Image point annotation entries
------------------------------------------------------------------------
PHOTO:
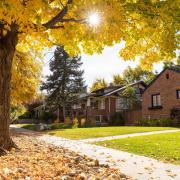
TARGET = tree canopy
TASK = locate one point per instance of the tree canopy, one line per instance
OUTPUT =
(149, 27)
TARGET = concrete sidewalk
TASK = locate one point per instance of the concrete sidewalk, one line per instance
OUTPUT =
(138, 167)
(126, 136)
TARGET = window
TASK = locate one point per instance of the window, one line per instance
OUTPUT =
(120, 104)
(156, 100)
(178, 94)
(102, 104)
(167, 76)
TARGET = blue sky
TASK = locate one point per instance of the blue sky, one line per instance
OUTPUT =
(100, 65)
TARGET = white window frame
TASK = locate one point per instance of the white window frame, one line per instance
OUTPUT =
(102, 104)
(156, 100)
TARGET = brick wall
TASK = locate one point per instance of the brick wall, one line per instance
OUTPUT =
(167, 88)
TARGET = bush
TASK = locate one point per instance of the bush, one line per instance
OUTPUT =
(163, 122)
(48, 116)
(75, 123)
(59, 126)
(117, 120)
(16, 112)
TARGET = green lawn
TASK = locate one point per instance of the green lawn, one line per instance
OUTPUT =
(84, 133)
(165, 147)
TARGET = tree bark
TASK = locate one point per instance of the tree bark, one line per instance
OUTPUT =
(7, 49)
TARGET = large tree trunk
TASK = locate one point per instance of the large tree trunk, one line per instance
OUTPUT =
(7, 50)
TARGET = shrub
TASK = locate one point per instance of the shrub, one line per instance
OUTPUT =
(48, 116)
(17, 111)
(75, 123)
(163, 122)
(117, 119)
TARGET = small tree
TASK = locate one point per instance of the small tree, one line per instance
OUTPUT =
(98, 84)
(129, 96)
(65, 83)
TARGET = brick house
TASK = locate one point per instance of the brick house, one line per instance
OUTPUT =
(100, 106)
(162, 94)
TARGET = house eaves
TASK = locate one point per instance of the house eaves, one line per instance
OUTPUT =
(122, 88)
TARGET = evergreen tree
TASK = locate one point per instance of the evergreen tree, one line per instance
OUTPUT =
(65, 83)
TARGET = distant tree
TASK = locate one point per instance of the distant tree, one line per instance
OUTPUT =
(172, 63)
(66, 81)
(25, 81)
(118, 80)
(129, 96)
(98, 84)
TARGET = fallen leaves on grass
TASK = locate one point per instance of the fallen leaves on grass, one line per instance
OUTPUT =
(37, 160)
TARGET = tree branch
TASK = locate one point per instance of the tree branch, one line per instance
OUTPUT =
(59, 17)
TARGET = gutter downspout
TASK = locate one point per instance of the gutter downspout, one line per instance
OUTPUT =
(109, 109)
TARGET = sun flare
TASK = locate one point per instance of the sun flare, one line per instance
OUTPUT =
(94, 19)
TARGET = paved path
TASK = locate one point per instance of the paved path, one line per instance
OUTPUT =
(125, 136)
(138, 167)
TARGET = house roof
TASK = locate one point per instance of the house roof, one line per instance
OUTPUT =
(173, 68)
(122, 88)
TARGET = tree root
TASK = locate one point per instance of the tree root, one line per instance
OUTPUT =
(2, 152)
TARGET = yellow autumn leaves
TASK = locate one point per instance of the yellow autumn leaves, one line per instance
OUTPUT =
(149, 28)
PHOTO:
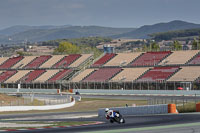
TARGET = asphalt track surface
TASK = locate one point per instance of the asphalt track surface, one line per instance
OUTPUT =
(179, 123)
(170, 123)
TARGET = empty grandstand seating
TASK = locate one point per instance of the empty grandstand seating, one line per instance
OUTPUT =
(122, 59)
(158, 74)
(190, 73)
(129, 74)
(150, 58)
(31, 76)
(10, 62)
(80, 60)
(82, 75)
(53, 60)
(38, 61)
(195, 60)
(103, 74)
(5, 75)
(66, 61)
(3, 59)
(103, 60)
(26, 60)
(60, 75)
(48, 74)
(17, 76)
(179, 57)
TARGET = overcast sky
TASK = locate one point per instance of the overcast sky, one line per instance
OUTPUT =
(112, 13)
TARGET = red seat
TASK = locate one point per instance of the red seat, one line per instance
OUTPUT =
(66, 61)
(5, 75)
(11, 62)
(158, 74)
(103, 60)
(196, 60)
(32, 76)
(60, 75)
(102, 74)
(150, 58)
(38, 61)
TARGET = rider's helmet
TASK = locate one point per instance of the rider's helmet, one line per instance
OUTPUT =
(107, 109)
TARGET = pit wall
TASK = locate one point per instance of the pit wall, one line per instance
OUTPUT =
(142, 110)
(138, 92)
(28, 108)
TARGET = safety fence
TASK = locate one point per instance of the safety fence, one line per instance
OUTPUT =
(138, 110)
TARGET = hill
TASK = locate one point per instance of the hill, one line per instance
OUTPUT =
(49, 33)
(21, 28)
(175, 34)
(144, 31)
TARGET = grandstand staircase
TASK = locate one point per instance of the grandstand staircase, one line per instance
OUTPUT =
(173, 73)
(100, 65)
(38, 65)
(143, 74)
(23, 79)
(58, 61)
(115, 74)
(164, 58)
(130, 64)
(84, 65)
(13, 72)
(13, 63)
(192, 59)
(89, 75)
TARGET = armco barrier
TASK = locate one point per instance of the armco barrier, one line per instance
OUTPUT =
(27, 108)
(139, 110)
(198, 107)
(138, 92)
(13, 90)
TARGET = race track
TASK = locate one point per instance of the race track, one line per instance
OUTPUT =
(178, 123)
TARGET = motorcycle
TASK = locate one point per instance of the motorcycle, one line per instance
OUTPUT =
(117, 118)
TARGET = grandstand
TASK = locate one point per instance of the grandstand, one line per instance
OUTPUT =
(122, 59)
(139, 70)
(179, 57)
(129, 74)
(103, 60)
(38, 61)
(150, 58)
(102, 74)
(10, 62)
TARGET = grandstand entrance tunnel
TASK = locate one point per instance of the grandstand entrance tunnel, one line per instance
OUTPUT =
(64, 86)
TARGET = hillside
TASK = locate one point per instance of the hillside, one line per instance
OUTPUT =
(144, 31)
(45, 34)
(175, 34)
(21, 28)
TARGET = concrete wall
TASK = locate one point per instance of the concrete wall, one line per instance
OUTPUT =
(12, 90)
(139, 110)
(138, 92)
(27, 108)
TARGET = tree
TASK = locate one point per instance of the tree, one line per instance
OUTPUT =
(154, 46)
(194, 44)
(67, 48)
(176, 45)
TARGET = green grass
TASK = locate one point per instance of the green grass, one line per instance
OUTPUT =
(89, 104)
(66, 123)
(187, 107)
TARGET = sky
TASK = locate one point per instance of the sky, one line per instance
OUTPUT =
(109, 13)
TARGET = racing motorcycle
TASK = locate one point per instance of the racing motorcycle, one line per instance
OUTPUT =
(115, 116)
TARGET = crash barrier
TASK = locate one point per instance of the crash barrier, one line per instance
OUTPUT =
(198, 107)
(138, 92)
(13, 90)
(172, 108)
(139, 110)
(28, 108)
(77, 97)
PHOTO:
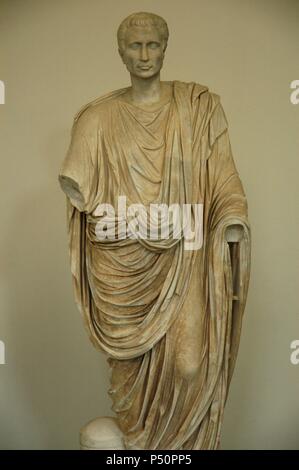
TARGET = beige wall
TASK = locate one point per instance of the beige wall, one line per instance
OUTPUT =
(56, 56)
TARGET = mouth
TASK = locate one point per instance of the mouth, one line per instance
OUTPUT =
(145, 67)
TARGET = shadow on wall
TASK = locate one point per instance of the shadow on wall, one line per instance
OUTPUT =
(55, 379)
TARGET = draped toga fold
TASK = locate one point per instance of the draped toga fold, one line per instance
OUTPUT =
(168, 318)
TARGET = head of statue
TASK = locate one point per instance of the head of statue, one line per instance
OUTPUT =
(142, 41)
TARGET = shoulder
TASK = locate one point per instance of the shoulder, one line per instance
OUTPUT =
(88, 118)
(197, 91)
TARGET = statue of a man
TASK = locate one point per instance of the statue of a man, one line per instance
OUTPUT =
(168, 318)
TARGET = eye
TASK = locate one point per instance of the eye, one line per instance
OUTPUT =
(134, 45)
(154, 45)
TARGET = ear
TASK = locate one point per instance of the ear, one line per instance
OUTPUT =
(120, 51)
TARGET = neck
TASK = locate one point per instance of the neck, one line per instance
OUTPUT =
(146, 90)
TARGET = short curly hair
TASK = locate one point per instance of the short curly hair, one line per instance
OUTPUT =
(142, 19)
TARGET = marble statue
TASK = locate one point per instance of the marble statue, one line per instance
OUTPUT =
(168, 317)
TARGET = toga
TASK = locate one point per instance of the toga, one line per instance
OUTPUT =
(168, 319)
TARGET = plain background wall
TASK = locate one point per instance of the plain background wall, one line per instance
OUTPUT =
(56, 56)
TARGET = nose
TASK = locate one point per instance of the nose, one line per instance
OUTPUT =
(144, 53)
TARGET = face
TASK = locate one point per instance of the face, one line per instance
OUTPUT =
(142, 51)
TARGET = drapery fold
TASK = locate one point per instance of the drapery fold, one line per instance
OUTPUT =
(137, 295)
------------------------------------------------------------------------
From the line holding "TARGET = head of statue" down to the final line above, quote every line exactly and only those lines.

> [EXERCISE RESPONSE]:
TARGET = head of statue
TASK = locate one point per instance of the head of statue, one line per instance
OUTPUT =
(142, 41)
TARGET = shoulder
TASK = locate one point per instance of the shoulder, one line per instance
OUTPUT =
(88, 118)
(197, 91)
TARGET = statue of a man
TASK = locate one point per instance of the statue of a man, one line per instance
OUTPUT =
(168, 318)
TARGET = eye
TASK = locate one point per instance of the eye, one line per instance
OUTPUT =
(134, 45)
(154, 45)
TARGET = ear
TASK = locate one point per instance of the ear, one line per instance
OUTPUT =
(120, 51)
TARGET = neck
TASK = locate one point per instance of the neck, one line per instance
OUTPUT =
(146, 90)
TARGET = short curly hair
TASK = locate one point per instance of the short curly hair, one line per instance
OUTPUT =
(142, 19)
TARGET = marble statue
TASK = locate one point per instance of the marble statue, one line per instance
OUTPUT =
(168, 317)
TARGET = toga
TASK = locate one point per instance of the toga, one line per instance
OUTPUT =
(168, 319)
TARGET = plain background wall
TASK = locate one point per instance of the plain background wall, one line per instance
OUTPUT =
(56, 56)
TARGET = nose
TASK = locate one point per instance of the nose, one line per instance
OUTPUT =
(144, 53)
TARGET = face
TASK = locate one point per instance of the face, one line per instance
OUTPUT =
(142, 51)
TARGET = drapery fold
TASK = locate one point per instance of the drapery fold, one line per instance
OUTPUT =
(137, 295)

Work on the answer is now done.